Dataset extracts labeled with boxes
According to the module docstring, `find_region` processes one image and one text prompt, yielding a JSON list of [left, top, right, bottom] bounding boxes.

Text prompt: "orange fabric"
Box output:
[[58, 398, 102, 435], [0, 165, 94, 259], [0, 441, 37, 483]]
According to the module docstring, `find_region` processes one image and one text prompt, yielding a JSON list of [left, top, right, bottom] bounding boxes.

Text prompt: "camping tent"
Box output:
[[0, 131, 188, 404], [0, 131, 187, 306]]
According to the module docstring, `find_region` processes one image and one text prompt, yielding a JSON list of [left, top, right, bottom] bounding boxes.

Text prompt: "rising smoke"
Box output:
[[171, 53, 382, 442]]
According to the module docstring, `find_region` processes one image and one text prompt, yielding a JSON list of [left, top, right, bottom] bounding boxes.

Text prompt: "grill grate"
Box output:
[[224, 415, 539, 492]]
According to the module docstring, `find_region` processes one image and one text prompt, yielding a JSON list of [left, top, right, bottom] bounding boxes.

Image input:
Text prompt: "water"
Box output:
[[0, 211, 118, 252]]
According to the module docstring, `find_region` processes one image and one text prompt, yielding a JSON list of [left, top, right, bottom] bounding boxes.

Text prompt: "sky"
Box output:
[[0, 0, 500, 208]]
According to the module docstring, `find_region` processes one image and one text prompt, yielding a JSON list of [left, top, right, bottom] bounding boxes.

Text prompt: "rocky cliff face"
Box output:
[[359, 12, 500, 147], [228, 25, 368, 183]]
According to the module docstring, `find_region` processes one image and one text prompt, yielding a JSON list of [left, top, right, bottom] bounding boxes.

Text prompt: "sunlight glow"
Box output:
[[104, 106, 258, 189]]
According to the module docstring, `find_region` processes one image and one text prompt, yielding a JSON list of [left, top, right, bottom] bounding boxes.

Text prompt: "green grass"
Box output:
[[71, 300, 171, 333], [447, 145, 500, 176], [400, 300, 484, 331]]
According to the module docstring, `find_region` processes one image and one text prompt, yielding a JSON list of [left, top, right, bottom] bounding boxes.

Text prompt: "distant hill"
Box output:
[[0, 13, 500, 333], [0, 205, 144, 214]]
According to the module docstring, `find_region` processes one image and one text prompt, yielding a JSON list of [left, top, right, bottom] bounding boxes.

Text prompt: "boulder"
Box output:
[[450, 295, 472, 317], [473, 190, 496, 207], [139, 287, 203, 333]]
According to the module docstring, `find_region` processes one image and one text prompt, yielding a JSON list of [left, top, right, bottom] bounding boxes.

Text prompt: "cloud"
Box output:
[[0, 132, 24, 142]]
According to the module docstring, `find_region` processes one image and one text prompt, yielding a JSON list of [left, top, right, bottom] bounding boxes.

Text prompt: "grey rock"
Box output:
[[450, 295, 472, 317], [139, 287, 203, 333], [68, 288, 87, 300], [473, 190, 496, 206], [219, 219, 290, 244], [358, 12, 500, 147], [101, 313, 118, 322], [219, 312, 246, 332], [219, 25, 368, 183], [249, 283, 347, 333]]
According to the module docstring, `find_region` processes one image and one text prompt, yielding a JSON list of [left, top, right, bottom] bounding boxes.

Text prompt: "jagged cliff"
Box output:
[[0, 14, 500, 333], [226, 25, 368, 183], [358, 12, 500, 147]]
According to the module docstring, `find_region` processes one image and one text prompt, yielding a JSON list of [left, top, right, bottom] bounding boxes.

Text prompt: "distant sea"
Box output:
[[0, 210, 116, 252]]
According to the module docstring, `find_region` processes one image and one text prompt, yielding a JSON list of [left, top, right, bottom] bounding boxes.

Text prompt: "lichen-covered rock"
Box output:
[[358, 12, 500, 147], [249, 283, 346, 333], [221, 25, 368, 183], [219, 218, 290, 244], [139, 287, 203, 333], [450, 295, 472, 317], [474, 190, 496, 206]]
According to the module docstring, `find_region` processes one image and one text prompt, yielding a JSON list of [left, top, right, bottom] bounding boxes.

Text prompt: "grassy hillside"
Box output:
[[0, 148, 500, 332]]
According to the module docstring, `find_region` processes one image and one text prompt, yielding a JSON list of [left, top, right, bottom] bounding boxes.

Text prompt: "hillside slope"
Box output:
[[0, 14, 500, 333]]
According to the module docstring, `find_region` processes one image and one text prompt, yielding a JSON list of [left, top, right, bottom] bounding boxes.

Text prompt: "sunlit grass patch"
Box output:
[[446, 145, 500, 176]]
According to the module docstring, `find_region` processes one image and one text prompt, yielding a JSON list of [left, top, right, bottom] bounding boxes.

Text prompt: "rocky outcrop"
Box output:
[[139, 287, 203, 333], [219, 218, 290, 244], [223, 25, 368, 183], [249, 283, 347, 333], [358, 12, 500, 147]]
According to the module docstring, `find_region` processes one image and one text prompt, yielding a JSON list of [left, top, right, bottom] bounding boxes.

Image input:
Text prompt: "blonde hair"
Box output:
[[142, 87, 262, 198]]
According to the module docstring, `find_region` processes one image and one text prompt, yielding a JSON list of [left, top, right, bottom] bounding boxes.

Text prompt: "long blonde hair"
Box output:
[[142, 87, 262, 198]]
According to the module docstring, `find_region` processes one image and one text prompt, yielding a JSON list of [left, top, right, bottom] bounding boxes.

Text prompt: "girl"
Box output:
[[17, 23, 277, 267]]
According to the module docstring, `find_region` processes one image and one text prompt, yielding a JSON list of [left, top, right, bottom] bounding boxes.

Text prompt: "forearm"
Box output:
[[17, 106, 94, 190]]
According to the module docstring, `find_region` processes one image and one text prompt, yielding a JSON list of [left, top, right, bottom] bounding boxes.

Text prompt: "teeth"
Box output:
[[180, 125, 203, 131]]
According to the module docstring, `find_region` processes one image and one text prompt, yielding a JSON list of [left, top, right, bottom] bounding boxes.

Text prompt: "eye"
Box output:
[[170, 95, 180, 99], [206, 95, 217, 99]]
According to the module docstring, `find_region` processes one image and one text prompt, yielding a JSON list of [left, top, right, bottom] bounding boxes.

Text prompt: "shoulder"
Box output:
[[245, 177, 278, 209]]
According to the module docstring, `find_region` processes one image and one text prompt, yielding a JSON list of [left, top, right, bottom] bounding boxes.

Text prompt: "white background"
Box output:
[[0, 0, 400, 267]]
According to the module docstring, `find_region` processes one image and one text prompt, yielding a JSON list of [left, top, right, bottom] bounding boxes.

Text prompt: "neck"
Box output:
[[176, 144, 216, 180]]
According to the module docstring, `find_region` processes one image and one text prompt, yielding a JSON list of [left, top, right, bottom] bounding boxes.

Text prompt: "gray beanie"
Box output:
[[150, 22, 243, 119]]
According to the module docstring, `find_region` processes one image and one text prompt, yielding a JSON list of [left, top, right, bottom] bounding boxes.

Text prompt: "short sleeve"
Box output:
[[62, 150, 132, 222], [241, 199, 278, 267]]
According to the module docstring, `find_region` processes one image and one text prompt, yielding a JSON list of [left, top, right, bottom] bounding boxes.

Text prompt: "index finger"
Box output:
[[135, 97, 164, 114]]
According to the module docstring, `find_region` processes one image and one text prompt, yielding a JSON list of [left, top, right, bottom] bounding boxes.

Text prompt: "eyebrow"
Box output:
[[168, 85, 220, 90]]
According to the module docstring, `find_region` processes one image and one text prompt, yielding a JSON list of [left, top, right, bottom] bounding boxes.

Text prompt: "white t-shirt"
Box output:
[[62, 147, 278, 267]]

§ **Objective**:
Please reproduce the listing from its first line through the line containing "[[171, 53, 382, 442]]", inclusive, substituting "Region output" for every "Box output" and leaving everything else unchanged.

§ **Exercise response**:
According to the module docstring, `find_region` processes one image and one text prompt, yielding a JSON list of [left, top, right, bottom] bounding boxes.

Text prompt: "orange fabric"
Region output:
[[58, 398, 102, 435], [0, 165, 94, 259], [0, 441, 37, 483]]
According to the module docstring, `find_region` processes one image and one text prompt, yielding a JSON list of [left, top, right, bottom] bounding boxes.

Text prompt: "camping tent"
Region output:
[[0, 131, 188, 404], [0, 131, 187, 306]]
According to the module docstring, `find_region` processes one image and one text prompt, yielding a JSON list of [left, top, right, bottom] bounding boxes.

Text prompt: "rising smoke"
Region output:
[[171, 53, 382, 442]]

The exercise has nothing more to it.